## Entries provided

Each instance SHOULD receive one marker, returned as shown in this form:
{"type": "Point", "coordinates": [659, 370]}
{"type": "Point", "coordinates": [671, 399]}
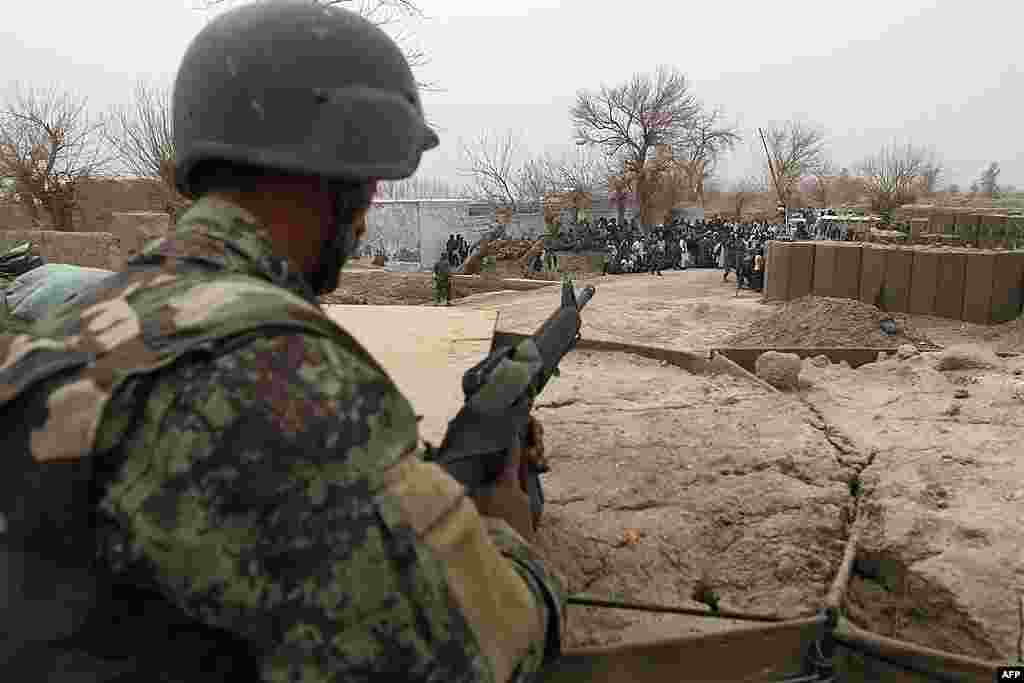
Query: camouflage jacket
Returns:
{"type": "Point", "coordinates": [256, 467]}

## Task details
Print each entry above verbatim, pictures left out.

## Response
Each instance SHOULD receive one marker, returned as shown in this form:
{"type": "Point", "coordinates": [659, 370]}
{"type": "Point", "coordinates": [671, 399]}
Query: camouflage jacket
Returns:
{"type": "Point", "coordinates": [256, 467]}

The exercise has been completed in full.